### Referring expression data

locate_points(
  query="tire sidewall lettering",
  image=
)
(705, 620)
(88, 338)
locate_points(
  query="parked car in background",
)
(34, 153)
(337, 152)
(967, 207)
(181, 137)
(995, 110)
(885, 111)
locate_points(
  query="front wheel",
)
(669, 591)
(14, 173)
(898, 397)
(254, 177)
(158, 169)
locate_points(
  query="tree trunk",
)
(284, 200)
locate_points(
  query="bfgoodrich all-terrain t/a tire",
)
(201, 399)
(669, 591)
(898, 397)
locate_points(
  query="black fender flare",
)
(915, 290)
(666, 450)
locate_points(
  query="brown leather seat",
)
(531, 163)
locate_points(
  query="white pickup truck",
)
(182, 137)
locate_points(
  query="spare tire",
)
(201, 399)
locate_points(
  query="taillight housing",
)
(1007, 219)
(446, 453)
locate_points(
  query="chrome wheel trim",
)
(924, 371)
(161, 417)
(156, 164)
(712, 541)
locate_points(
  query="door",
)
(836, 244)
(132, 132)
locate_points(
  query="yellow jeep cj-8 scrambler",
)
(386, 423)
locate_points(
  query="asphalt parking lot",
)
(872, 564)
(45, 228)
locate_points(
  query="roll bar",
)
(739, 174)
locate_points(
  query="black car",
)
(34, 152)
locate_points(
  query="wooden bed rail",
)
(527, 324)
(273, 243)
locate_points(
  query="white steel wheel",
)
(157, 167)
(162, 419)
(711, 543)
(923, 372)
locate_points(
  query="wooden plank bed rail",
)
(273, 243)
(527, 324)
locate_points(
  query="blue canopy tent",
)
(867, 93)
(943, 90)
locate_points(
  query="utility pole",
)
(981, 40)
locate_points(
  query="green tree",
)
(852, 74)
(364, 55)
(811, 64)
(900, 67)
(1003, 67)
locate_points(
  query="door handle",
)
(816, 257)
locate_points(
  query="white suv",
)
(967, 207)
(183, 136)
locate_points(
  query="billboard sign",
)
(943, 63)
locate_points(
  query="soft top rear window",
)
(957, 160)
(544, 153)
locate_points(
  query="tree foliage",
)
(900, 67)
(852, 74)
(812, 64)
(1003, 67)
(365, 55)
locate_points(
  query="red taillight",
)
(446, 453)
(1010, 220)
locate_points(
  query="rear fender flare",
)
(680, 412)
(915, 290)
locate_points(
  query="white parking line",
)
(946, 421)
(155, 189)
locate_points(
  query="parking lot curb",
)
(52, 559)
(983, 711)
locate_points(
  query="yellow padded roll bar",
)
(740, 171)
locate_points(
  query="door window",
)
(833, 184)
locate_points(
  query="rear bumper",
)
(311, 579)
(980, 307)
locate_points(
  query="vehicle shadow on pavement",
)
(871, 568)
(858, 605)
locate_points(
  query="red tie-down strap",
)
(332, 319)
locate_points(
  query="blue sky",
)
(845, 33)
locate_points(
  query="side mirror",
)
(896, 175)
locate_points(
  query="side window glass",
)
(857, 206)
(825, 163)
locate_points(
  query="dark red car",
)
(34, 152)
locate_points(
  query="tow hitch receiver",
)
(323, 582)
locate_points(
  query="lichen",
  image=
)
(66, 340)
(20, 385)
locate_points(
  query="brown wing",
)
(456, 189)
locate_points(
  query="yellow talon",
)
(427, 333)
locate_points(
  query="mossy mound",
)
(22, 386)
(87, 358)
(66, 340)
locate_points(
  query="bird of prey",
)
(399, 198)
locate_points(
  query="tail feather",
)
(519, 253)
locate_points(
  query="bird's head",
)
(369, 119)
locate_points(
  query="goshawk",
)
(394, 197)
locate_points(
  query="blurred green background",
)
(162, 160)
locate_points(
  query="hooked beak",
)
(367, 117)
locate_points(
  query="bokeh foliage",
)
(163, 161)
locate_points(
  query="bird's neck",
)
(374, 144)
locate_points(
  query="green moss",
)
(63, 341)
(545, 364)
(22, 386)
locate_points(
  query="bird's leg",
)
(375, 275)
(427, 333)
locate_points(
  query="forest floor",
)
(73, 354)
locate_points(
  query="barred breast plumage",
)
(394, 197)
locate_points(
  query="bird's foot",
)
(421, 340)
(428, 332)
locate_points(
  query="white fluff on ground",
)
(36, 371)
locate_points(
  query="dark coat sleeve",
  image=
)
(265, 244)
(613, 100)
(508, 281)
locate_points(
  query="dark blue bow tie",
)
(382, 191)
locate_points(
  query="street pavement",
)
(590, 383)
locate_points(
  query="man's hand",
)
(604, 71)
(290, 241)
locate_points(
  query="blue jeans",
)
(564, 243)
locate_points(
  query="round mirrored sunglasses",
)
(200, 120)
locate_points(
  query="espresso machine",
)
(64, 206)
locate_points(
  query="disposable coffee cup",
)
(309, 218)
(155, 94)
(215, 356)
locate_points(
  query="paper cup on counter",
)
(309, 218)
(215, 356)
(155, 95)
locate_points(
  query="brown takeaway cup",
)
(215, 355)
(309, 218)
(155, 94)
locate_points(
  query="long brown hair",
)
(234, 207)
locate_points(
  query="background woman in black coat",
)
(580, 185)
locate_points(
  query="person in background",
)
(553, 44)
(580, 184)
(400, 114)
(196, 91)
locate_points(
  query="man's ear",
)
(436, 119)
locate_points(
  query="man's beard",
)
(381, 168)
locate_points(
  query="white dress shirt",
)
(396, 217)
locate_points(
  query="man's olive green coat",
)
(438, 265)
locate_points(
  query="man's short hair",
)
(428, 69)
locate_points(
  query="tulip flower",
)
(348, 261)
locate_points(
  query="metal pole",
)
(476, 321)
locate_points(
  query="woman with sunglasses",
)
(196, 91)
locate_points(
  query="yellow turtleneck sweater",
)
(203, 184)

### Description of the task
Every record must be repeated precisely and in full.

### Exercise answer
locate_points(
  query="tire sidewall lettering",
  image=
)
(705, 620)
(88, 338)
locate_points(
  query="parked car in background",
)
(34, 153)
(337, 152)
(967, 207)
(181, 137)
(995, 110)
(885, 111)
locate_points(
  query="front wheel",
)
(669, 591)
(14, 173)
(898, 397)
(254, 177)
(158, 169)
locate_points(
  query="tree trunk",
)
(284, 200)
locate_points(
  query="bfgoodrich all-terrain t/a tire",
)
(201, 399)
(669, 591)
(898, 397)
locate_points(
  query="black fender flare",
)
(915, 290)
(666, 450)
locate_points(
  query="brown leather seat",
)
(531, 163)
locate_points(
  query="white pickup truck",
)
(182, 137)
locate_points(
  query="spare tire",
)
(201, 399)
locate_points(
  query="taillight housing",
)
(1007, 219)
(446, 453)
locate_points(
  query="chrome wheel trim",
)
(924, 371)
(161, 417)
(156, 164)
(712, 541)
locate_points(
  query="door",
)
(836, 244)
(132, 132)
locate_points(
  query="yellow jeep cj-8 scrambler",
)
(386, 423)
locate_points(
  query="asphalt parking lot",
)
(872, 564)
(45, 228)
locate_points(
  query="roll bar",
)
(739, 174)
locate_points(
  query="black car",
)
(34, 152)
locate_points(
  query="wooden bed rail",
)
(527, 324)
(273, 243)
locate_points(
  query="white steel wheel",
)
(157, 167)
(162, 419)
(711, 543)
(923, 372)
locate_points(
  query="wooden plank bed rail",
)
(273, 243)
(527, 324)
locate_points(
  query="blue canopy tent",
)
(867, 93)
(943, 90)
locate_points(
  query="utility pole",
)
(981, 40)
locate_points(
  query="green tree",
)
(852, 74)
(364, 55)
(811, 64)
(900, 67)
(1003, 67)
locate_points(
  query="door handle",
)
(816, 257)
locate_points(
  query="white suv",
)
(967, 207)
(183, 136)
locate_points(
  query="billboard sign",
)
(943, 63)
locate_points(
  query="soft top rear window",
)
(957, 160)
(544, 153)
locate_points(
  query="tree foliage",
)
(900, 67)
(852, 74)
(812, 64)
(1003, 67)
(365, 55)
locate_points(
  query="red taillight",
)
(446, 453)
(1010, 220)
locate_points(
  query="rear fender flare",
)
(680, 412)
(915, 290)
locate_points(
  query="white parking line",
)
(946, 421)
(155, 189)
locate_points(
  query="parking lot curb",
)
(52, 559)
(983, 711)
locate_points(
  query="yellow padded roll bar",
)
(740, 171)
locate_points(
  query="door window",
)
(833, 184)
locate_points(
  query="rear bumper",
)
(311, 579)
(980, 307)
locate_points(
  query="vehicle shadow on pavement",
)
(871, 568)
(858, 605)
locate_points(
  query="red tie-down strap",
)
(332, 319)
locate_points(
  query="blue sky",
)
(845, 33)
locate_points(
  query="side mirror",
)
(896, 175)
locate_points(
  query="side window glass",
)
(857, 206)
(825, 163)
locate_points(
  query="dark red car",
)
(34, 152)
locate_points(
  query="tow hitch receiver",
)
(323, 582)
locate_points(
  query="lichen",
  image=
)
(66, 340)
(20, 385)
locate_points(
  query="brown wing",
)
(456, 189)
locate_points(
  query="yellow talon",
)
(427, 333)
locate_points(
  query="mossy mound",
)
(22, 386)
(87, 358)
(66, 340)
locate_points(
  query="bird of prey",
)
(399, 198)
locate_points(
  query="tail feather",
)
(519, 253)
locate_points(
  query="bird's head",
)
(369, 119)
locate_points(
  query="goshawk",
)
(394, 197)
locate_points(
  query="blurred green background",
)
(162, 160)
locate_points(
  query="hooked beak",
)
(367, 117)
locate_points(
  query="bokeh foliage",
)
(163, 161)
locate_points(
  query="bird's neck",
)
(374, 144)
locate_points(
  query="green moss",
)
(63, 341)
(545, 364)
(22, 386)
locate_points(
  query="bird's leg",
)
(375, 275)
(427, 333)
locate_points(
  query="forest floor",
)
(73, 354)
locate_points(
  query="barred breast plumage",
)
(394, 197)
locate_points(
  query="bird's foot",
)
(421, 340)
(428, 332)
locate_points(
  query="white fluff on ground",
)
(36, 371)
locate_points(
  query="dark coat sleeve",
  image=
)
(265, 244)
(613, 100)
(508, 281)
locate_points(
  query="dark blue bow tie",
)
(382, 191)
locate_points(
  query="street pavement",
)
(590, 383)
locate_points(
  query="man's hand",
)
(604, 71)
(290, 241)
locate_points(
  query="blue jeans",
)
(564, 243)
locate_points(
  query="round mirrored sunglasses",
)
(200, 120)
locate_points(
  query="espresso machine",
)
(64, 206)
locate_points(
  query="disposable coffee cup",
)
(309, 218)
(155, 94)
(215, 356)
locate_points(
  query="paper cup on counter",
)
(309, 218)
(215, 356)
(155, 95)
locate_points(
  query="brown takeaway cup",
)
(215, 355)
(309, 218)
(155, 94)
locate_points(
  query="long brown hair",
)
(234, 207)
locate_points(
  query="background woman in black coat",
)
(580, 185)
locate_points(
  query="person in background",
)
(553, 44)
(580, 184)
(400, 114)
(196, 91)
locate_points(
  query="man's ear",
)
(436, 119)
locate_points(
  query="man's beard",
)
(381, 168)
locate_points(
  query="white dress shirt",
)
(396, 217)
locate_points(
  query="man's olive green coat",
)
(438, 265)
locate_points(
  query="man's short hair",
)
(428, 69)
locate_points(
  query="tulip flower",
)
(348, 261)
locate_points(
  query="metal pole",
)
(476, 321)
locate_points(
  query="woman with sunglasses",
)
(196, 91)
locate_points(
  query="yellow turtleneck sweater",
)
(203, 184)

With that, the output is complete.